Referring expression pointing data
^^^^

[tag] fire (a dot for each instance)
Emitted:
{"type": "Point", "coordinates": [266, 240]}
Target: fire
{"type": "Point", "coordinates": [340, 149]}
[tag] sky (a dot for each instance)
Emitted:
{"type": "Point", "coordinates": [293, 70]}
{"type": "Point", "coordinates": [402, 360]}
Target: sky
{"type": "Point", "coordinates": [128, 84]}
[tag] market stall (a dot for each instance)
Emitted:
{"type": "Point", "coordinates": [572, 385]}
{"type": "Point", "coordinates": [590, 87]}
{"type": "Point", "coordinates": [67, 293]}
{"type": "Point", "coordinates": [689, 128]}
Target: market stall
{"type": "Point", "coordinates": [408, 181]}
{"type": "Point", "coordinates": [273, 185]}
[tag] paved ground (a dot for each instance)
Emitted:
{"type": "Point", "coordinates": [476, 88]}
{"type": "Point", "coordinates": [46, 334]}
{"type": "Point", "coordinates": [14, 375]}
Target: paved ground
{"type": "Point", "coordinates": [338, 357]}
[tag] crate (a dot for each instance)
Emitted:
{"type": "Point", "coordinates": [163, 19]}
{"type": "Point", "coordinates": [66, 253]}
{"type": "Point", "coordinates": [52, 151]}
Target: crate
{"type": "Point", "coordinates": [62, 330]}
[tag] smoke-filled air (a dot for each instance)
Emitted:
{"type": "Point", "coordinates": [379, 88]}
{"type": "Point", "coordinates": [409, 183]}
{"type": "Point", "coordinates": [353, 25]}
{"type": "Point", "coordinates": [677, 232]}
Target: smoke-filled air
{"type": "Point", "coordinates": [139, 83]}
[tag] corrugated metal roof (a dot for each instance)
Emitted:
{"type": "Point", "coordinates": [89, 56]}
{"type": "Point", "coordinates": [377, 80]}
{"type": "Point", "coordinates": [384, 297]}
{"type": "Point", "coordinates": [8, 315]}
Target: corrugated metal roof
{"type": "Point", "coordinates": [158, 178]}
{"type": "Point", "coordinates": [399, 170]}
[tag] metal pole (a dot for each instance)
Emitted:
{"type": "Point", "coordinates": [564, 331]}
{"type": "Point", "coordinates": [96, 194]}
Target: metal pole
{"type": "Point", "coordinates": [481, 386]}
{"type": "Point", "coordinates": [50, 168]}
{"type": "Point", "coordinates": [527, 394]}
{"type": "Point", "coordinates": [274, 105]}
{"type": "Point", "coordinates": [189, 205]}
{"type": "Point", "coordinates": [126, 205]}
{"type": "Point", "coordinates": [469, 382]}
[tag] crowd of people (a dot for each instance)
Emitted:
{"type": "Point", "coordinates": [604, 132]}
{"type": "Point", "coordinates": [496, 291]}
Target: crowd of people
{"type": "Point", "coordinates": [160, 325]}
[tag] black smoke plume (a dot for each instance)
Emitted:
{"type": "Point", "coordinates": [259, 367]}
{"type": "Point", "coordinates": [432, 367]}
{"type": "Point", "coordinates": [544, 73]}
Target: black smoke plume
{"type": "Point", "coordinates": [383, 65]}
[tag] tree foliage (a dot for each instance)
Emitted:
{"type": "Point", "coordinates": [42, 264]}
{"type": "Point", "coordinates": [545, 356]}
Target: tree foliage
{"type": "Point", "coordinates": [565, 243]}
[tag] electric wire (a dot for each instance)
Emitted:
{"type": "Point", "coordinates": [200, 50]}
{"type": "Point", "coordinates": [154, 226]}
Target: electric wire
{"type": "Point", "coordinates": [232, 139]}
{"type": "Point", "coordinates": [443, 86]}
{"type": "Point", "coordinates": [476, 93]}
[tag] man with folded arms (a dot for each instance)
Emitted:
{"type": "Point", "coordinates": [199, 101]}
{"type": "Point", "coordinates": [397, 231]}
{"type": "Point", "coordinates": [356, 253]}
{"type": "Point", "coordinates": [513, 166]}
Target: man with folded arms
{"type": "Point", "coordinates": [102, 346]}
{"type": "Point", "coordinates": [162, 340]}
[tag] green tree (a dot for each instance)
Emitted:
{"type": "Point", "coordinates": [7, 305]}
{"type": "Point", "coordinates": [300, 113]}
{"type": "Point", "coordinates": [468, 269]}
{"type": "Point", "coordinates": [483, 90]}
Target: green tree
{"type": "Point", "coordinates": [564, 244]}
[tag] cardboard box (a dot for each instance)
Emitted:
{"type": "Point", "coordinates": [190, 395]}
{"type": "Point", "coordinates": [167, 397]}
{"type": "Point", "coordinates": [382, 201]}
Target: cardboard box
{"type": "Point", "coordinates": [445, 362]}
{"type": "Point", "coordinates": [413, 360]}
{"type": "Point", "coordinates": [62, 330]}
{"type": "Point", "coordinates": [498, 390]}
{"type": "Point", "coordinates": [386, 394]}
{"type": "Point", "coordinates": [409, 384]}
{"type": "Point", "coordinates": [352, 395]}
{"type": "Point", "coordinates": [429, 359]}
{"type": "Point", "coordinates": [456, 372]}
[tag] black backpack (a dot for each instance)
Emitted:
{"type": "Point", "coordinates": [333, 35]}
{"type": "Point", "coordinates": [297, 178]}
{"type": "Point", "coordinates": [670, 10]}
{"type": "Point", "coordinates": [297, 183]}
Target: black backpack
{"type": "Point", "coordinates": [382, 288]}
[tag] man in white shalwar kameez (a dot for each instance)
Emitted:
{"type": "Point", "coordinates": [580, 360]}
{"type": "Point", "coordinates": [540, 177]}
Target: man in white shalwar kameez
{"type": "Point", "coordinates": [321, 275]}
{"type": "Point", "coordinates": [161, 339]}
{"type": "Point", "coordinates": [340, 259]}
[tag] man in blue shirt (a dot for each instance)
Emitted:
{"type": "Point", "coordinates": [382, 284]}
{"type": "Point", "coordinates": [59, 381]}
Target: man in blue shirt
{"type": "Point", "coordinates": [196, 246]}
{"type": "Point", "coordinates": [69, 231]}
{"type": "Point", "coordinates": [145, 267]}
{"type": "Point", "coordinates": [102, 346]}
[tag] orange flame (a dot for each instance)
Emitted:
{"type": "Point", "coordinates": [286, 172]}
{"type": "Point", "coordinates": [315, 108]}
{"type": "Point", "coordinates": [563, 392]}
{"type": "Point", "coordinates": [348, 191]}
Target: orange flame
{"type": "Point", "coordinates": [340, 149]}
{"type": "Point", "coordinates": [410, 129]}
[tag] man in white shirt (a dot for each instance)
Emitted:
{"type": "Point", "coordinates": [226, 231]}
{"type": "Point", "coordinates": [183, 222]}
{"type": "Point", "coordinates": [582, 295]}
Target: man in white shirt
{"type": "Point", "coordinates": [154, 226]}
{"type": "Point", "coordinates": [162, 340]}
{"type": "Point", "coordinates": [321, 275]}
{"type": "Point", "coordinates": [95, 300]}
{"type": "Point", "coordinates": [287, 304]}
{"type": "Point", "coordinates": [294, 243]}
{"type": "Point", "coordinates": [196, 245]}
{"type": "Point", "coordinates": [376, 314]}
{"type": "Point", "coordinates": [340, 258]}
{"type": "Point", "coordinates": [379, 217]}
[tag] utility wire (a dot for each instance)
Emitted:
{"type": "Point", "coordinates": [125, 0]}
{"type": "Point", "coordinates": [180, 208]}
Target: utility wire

^^^^

:: What you are asked to do ::
Each line of the entries above that includes the string "utility" should be copied out.

:: Result of this task ::
[tag] utility wire (a dot for each instance)
Target: utility wire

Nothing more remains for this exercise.